# [Data supplied]
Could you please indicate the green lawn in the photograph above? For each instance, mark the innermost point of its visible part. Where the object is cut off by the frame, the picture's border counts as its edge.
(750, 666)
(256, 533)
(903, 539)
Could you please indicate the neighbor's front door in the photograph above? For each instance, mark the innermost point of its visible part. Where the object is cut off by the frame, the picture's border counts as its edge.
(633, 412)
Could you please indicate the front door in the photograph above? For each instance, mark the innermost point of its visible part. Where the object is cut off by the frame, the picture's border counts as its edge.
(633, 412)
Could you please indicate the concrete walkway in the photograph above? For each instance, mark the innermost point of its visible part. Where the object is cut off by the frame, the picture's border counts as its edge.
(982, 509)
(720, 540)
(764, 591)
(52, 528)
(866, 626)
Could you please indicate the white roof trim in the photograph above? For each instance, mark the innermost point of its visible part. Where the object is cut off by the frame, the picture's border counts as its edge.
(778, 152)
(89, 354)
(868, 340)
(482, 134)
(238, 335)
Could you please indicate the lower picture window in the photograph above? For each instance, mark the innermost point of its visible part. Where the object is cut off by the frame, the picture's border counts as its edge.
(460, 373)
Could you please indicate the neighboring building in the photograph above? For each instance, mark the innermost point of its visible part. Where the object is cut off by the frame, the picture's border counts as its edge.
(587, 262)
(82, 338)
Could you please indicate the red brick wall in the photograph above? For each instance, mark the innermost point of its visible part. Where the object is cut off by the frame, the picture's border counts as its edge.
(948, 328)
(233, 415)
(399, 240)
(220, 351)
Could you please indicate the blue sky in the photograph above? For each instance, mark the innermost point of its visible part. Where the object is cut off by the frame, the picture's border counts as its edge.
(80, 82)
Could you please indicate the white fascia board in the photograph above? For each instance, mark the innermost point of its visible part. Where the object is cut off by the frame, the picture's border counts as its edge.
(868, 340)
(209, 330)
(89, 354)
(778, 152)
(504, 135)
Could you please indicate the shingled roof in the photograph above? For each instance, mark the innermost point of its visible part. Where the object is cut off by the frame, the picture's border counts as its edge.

# [What this task involves]
The span to give again runs from the line with "Could you please indicate the red" through the last line of the records above; reproduce it exactly and nothing more.

# [Output below]
Could you please indicate the red brick wall in the photograph above? For each instance, mark the innermost point of its visible part. Where the object is cut off by the frame, the picture's border counts as its edge.
(948, 328)
(233, 415)
(399, 240)
(220, 351)
Could you please indicate the blue sky in the photograph above? For each instance, mark the innermost point of its visible part. Where the object is cut off by the frame, the picture's border counts as its edge.
(80, 82)
Could you please indicate the white fascia board in the photograph above? For each instance, mark the innermost point of its visible part. Where the object is cut off by the frame, the picture's border counts as its edge.
(868, 340)
(209, 330)
(89, 354)
(778, 152)
(504, 135)
Could you please indicate the shingled roof in the photograph above? For each instance, mark the innermost point of its visible part. Where the object is cut off by the frame, the picture's border counts as its edge.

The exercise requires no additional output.